• _Excerpt provided_:
--*--
Thanks for the reply.

Yes. I meant the status page.

No issue with leaving it in monitoring. The issue is it never turned to “partial outage” or “outage” at any time.

So I genuinely don’t know if engineering is aware that a subset had outage - and therfore don’t know if our outage issue is an unknown secondary issue which needs to be raised separately. Latency is not the same issue as 503 / 500 status.

Hi folks, and thanks for the thoughtful and reasonable feedback you’ve provided. We especially appreciate the folks who can be kind to our Support staff even when things are going wrong.

I run the Support team at Netlify and we are in charge of customer communications during incidents. Perry is a leader on my team so everything the’ve said also reflects my opinion. Nonetheless, I take full responsibility for what was said and its impact on you and your business. I do want to start with an apology for the problematic messaging and spotty updates on this incident, and also for the increased frequency of incidents in the past month which is also reflected on our statuspage. I take personal ownership in how our service (both customer service, and our web hosting and other features) works, and I am truly, personally sorry for the impact that this had on your websites and businesses.

One of our company values is transparency, and that’s why we both have a status page and have conversations like this in public. I really and truly appreciate your feedback on the wording and do understand that it didn’t reflect your observed reality. We are not trying to hide anything, but as we could tell from our monitors and logs, the impact was truly partial across all of our services - many requests were served correctly, and some websites were served perfectly at all times due to the nature of our CDN. We attempted to reflect that status while we wrote messaging. It would have been incorrect to say that everything was completely down, because it wasn’t - the majority of our frequently served content is cached at the CDN edge and that cache continued to be served correctly. Our team is aware that yes, the impact was much higher for some customers than others, and we made the call to use generic “one size fits most” wording in the moment, which I understand is the cause of much of the dissatisfaction in this thread. We will work to improve this!

So, how will we do better in the future? We have a few plans:

  1. For this and every impactful incident we have, there is always a company-wide learning review meeting during which we discuss not only what went wrong, but what we can improve and how we have worked to prevent the same problem from resurfacing. I bring feedback like what has been provided in this thread (and via twitter, and via our helpdesk) to these meetings, so your voice will be heard.
--*--
• _Data entries_:
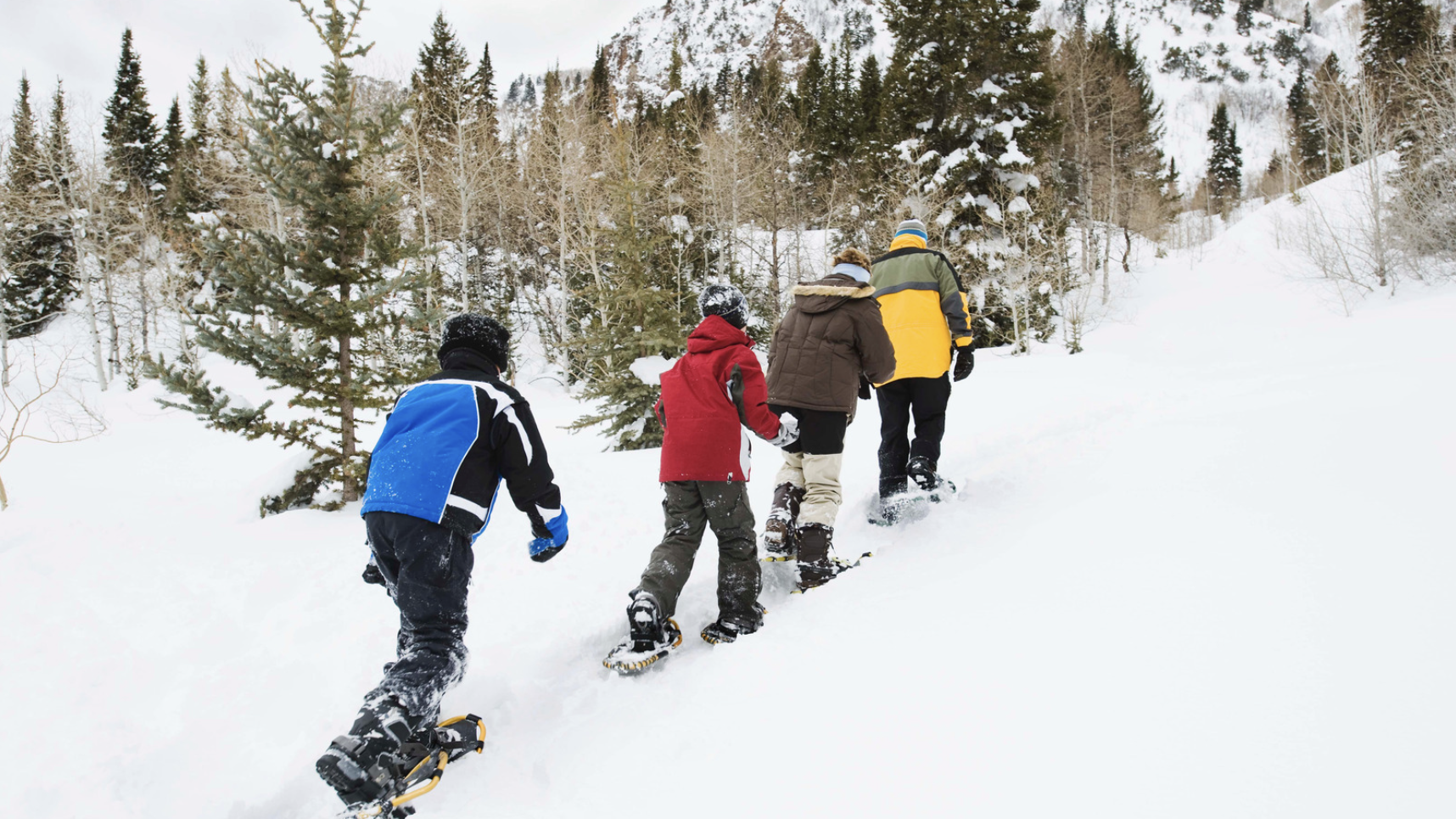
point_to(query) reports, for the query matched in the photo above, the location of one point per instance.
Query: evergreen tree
(169, 149)
(1210, 8)
(1394, 32)
(130, 130)
(1225, 164)
(871, 101)
(312, 305)
(968, 93)
(1307, 134)
(441, 87)
(36, 244)
(599, 91)
(1244, 18)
--*--
• _Stated exercise 1_:
In the Netlify incident thread, which team is in charge of customer communications during incidents?
• _Stated exercise 2_:
Continue the Netlify incident thread from where it stops.

• _Final answer 1_:
The Support team at Netlify.

• _Final answer 2_:
  2. As Perry mentioned, I have added a discussion point to our scheduled learning review for this incident, about how we can better (more obviously and from your point of view, correctly) classify this impact in future incidents. But, I do see your point that it seemed like “much more than a degradation” from your point of view and we can and will do better!
  3. We are always open to your suggestions. There have been some good ones in this thread but if you think “gee, if only they’d do X that nobody has mentioned yet, everything would be so much better!”: please let us know that feedback. Another one of our company values is that the best idea can come from anywhere, including our customers, so I would be happy to discuss further your suggestions for improving this and related processes in the future. I can assure you that “improve service stability” is already on the list as a top priority, so we are probably looking more at suggestions around communications than anything else, but feel free to post other ideas and we will pass them on to the relevant teams on your behalf.

I want to close by echoing what Perry had to say earlier, that this is not the level of service we intend to provide, and assure you that we are working to improve both stability and our communications with customers around problems when we miss the mark.

Please let me know if you have any remaining concerns or suggestions, and my team will be happy to discuss further and ensure that other stakeholders and decision makers in the business see any feedback which could help us improve in the future.

5 Likes

The one thing I am missing here is: “We will make sure to send out AT LEAST an email to all affected customers, the moment it’s clear that sites are down”

Hi @fool thank you for the thorough explanation.

Is it possible that there’s a gap in the logging - e.g. containers that didn’t start didn’t produce logs, or a service-connection bug stopped logs from being transported?

This would explain the gap between what you describe and what we observed.

We saw 100% of requests fail with 500-series errors (for hours).

Regarding the frustration: imagine your site goes down and your carrier refuses to acknowledge even in hindsight there is a downtime incident.

This is why I think there were failure modes you didn’t see in your charts.

Could you tell me what sort of site you have? The impact as I understand it was more about “what your site layout is” - do you use proxying, or functions? password protection? On demand builders? Is your site used constantly (and thus would be in cache), or rarely (and thus, would be uncached content with which we were struggling)?

Certain features were heavily impacted; most customers do not use many of those features though.

Literally just static HTML. Nothing that could break. We also tried connecting directly to alternative routes, bypassing the domain and just using the Netlify app URL, etc. and all was 500 or 503 throughout

We were mid-build when the incident started. Is it possible that the update and build happening together caused the service to be “lost” in a way which didn’t emit logs (example: internal auth became invalid or IP address changed and lost communication with the pod, which could include log transport)? Or some other form of corruption.

Our site was literally static HTML. No tooling. No build step. Obviously HTML can’t emit 500-series errors. And it wasn’t intermittent and certainly wasn’t a latency issue. I think this was not the issue you describe in your incident report but but likely some complication of it.

The issue you describe is definitely not what we experienced. The issue we experienced was certainly outage.

No advanced features. Pure HTML. But a fresh build would have invalidated the cache. Could the build during an issue have written a corrupt cache?

Something along these lines would make sense, as you seem quite sure there was no complete outage for any users. We are certain there was. So this leaves failure modes which are invisible to observibality.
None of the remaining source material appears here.